▸ **PASSAGE FOR REVIEW**
---
(WXYZ) — The Michigan Opera Theatre is changing its name to Detroit Opera.
The change comes after 50 years as the Michigan Opera Theatre and is in conjunction with the premiere of La bohème at the Detroit Opera House on April 2.
It's also part of a vision that Detroit Opera President and CEO Wayne Brown and Gary Wasserman, and Artistic Director Yuval Sharon, announced in spring 2020 that wanted to create a new standard for American opera that emphasized community, accessibility, risk-taking and collaboration.
"As we enter our second half-century, and with all the unique new productions emerging, our Board and Trustees decided that it was time for a change," Brown said in a statement. “We are a Detroit-based company operating in Detroit, a city with a growing national and international recognition as an arts-focused city. We want to take advantage of that recognition and add to it."
Opera productions are returning to the Detroit Opera House after a two-year break due to COVID-19, and they are ready to welcome audiences back.
According to Board Chair Ethan Davidson, they are partnering with sevel opera companies over the next year, including the Metropolitan Opera.
“Detroit Opera is already who we are. This company is of Detroit, and its home since 1996 is the Detroit Opera House. David DiChiera took a chance on Detroit in challenging times for the city, and we want to make it clear we intend to stay rooted right here," Sharon said in a statement. "The fact that we are celebrating 'The Next 50' of the organization, renovating the hall to make it more accessible for the audience, and signaling a change in artistic direction—all of this says now is the time to adapt and align ourselves even more with our community.”
---
▸ **RECORD EXCERPTS**

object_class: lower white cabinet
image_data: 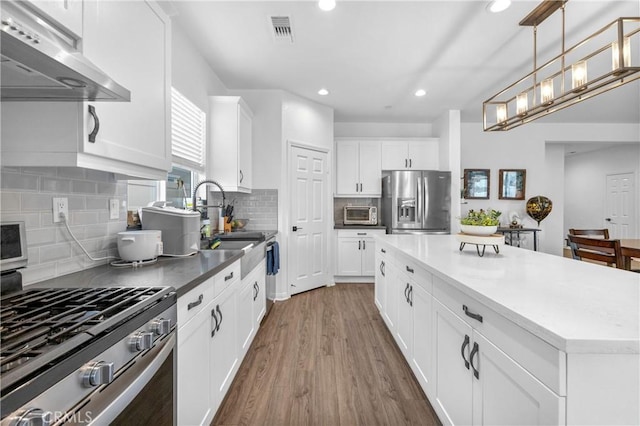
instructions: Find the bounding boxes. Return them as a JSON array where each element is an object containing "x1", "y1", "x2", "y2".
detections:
[
  {"x1": 176, "y1": 261, "x2": 266, "y2": 425},
  {"x1": 336, "y1": 229, "x2": 385, "y2": 277}
]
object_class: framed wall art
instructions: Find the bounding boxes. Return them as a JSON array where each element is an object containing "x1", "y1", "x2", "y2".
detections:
[
  {"x1": 464, "y1": 169, "x2": 490, "y2": 200},
  {"x1": 498, "y1": 169, "x2": 527, "y2": 200}
]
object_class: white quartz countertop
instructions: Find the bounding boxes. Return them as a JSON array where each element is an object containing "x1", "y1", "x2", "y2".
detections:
[{"x1": 375, "y1": 235, "x2": 640, "y2": 354}]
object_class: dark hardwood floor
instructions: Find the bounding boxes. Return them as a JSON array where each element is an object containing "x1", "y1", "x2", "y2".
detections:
[{"x1": 212, "y1": 284, "x2": 440, "y2": 426}]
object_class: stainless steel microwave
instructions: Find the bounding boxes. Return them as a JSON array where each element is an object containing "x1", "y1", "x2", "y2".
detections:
[{"x1": 343, "y1": 206, "x2": 378, "y2": 225}]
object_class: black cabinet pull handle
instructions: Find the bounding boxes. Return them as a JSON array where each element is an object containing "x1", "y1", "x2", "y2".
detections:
[
  {"x1": 216, "y1": 305, "x2": 222, "y2": 331},
  {"x1": 187, "y1": 295, "x2": 202, "y2": 311},
  {"x1": 460, "y1": 334, "x2": 469, "y2": 370},
  {"x1": 462, "y1": 305, "x2": 482, "y2": 322},
  {"x1": 89, "y1": 105, "x2": 100, "y2": 143},
  {"x1": 211, "y1": 308, "x2": 218, "y2": 337},
  {"x1": 469, "y1": 342, "x2": 480, "y2": 380}
]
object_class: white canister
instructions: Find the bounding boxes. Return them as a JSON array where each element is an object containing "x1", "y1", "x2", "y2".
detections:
[{"x1": 117, "y1": 230, "x2": 162, "y2": 262}]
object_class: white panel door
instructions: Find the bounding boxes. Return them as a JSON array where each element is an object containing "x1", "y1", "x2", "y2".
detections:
[
  {"x1": 432, "y1": 298, "x2": 473, "y2": 425},
  {"x1": 604, "y1": 173, "x2": 637, "y2": 238},
  {"x1": 473, "y1": 331, "x2": 565, "y2": 425},
  {"x1": 289, "y1": 146, "x2": 329, "y2": 294}
]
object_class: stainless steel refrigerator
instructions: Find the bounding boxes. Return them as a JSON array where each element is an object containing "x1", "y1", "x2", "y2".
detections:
[{"x1": 381, "y1": 170, "x2": 451, "y2": 234}]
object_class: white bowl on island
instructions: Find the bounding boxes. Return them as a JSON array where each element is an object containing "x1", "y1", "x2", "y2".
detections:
[{"x1": 460, "y1": 224, "x2": 498, "y2": 235}]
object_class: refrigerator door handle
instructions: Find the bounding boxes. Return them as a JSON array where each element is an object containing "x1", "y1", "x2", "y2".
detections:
[{"x1": 422, "y1": 176, "x2": 429, "y2": 228}]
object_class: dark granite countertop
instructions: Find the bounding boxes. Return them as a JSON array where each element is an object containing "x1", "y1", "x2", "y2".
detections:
[{"x1": 26, "y1": 250, "x2": 244, "y2": 297}]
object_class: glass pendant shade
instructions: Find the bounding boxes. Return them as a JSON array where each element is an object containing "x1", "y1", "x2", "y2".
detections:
[
  {"x1": 516, "y1": 92, "x2": 529, "y2": 116},
  {"x1": 540, "y1": 78, "x2": 553, "y2": 105},
  {"x1": 611, "y1": 37, "x2": 631, "y2": 71},
  {"x1": 571, "y1": 61, "x2": 587, "y2": 90}
]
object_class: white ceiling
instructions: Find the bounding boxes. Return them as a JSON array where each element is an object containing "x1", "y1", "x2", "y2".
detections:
[{"x1": 170, "y1": 0, "x2": 640, "y2": 123}]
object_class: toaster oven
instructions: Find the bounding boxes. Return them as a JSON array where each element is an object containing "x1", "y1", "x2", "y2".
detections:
[{"x1": 343, "y1": 206, "x2": 378, "y2": 225}]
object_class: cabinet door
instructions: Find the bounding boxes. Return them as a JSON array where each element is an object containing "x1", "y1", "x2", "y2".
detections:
[
  {"x1": 238, "y1": 105, "x2": 252, "y2": 192},
  {"x1": 237, "y1": 274, "x2": 255, "y2": 358},
  {"x1": 432, "y1": 298, "x2": 473, "y2": 425},
  {"x1": 383, "y1": 261, "x2": 404, "y2": 335},
  {"x1": 374, "y1": 251, "x2": 387, "y2": 315},
  {"x1": 359, "y1": 142, "x2": 382, "y2": 196},
  {"x1": 396, "y1": 273, "x2": 414, "y2": 360},
  {"x1": 176, "y1": 304, "x2": 212, "y2": 425},
  {"x1": 336, "y1": 141, "x2": 360, "y2": 195},
  {"x1": 408, "y1": 139, "x2": 440, "y2": 170},
  {"x1": 380, "y1": 141, "x2": 409, "y2": 170},
  {"x1": 361, "y1": 238, "x2": 376, "y2": 277},
  {"x1": 336, "y1": 237, "x2": 362, "y2": 276},
  {"x1": 253, "y1": 263, "x2": 267, "y2": 324},
  {"x1": 29, "y1": 0, "x2": 82, "y2": 38},
  {"x1": 211, "y1": 285, "x2": 239, "y2": 413},
  {"x1": 411, "y1": 285, "x2": 433, "y2": 396},
  {"x1": 473, "y1": 331, "x2": 565, "y2": 425},
  {"x1": 81, "y1": 0, "x2": 171, "y2": 170}
]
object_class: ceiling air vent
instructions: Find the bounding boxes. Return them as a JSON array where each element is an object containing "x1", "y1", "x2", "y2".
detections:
[{"x1": 271, "y1": 16, "x2": 293, "y2": 43}]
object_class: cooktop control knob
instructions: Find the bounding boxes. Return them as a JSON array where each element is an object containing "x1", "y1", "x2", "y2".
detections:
[
  {"x1": 9, "y1": 408, "x2": 51, "y2": 426},
  {"x1": 129, "y1": 331, "x2": 153, "y2": 352},
  {"x1": 82, "y1": 361, "x2": 113, "y2": 388},
  {"x1": 151, "y1": 318, "x2": 171, "y2": 336}
]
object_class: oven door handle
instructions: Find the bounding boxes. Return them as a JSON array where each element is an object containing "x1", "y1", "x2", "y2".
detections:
[{"x1": 86, "y1": 332, "x2": 176, "y2": 425}]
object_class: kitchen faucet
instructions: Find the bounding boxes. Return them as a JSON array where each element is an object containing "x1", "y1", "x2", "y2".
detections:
[{"x1": 191, "y1": 179, "x2": 226, "y2": 212}]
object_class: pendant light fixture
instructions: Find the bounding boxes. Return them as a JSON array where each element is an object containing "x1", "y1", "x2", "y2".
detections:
[{"x1": 482, "y1": 0, "x2": 640, "y2": 131}]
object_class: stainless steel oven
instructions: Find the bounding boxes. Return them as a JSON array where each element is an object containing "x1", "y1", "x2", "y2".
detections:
[{"x1": 0, "y1": 287, "x2": 177, "y2": 426}]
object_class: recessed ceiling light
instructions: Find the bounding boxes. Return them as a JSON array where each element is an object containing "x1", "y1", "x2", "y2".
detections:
[
  {"x1": 318, "y1": 0, "x2": 336, "y2": 12},
  {"x1": 487, "y1": 0, "x2": 511, "y2": 13}
]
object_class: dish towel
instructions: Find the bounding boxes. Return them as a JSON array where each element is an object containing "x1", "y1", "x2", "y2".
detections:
---
▸ **EXERCISE**
Could you carry the article on the opera company's new name forward from its final sentence? The items have no connection to the article on the opera company's new name.

▸ **ANSWER TO THE EXERCISE**
La bohème will be the first opera performance in the venue in more than two years. It will perform April 2, 6 and 10.
"The music that begins Act I and Act IV is almost identical, and even in its normal chronology, La bohème isn't a connected linear narrative, but a collection of short episodic narratives. So a reverse chronology comes more easily than you might expect," Sharson said. "But the effect is profound: suddenly, La bohème, this classic, archetypal opera, becomes a bit of a mystery. We know there's a darkness to it, we watch the death and tragedy unfold. But where does it start? As we move through the world of memory, we witness a resurrection, and a new love blooming. When the audience leaves the theater, they won't be left with the heaviness of inevitability. Instead, they'll be left with a notion that the pain was worth the fleeting moments of joy. We move backward, so our audience can move forward."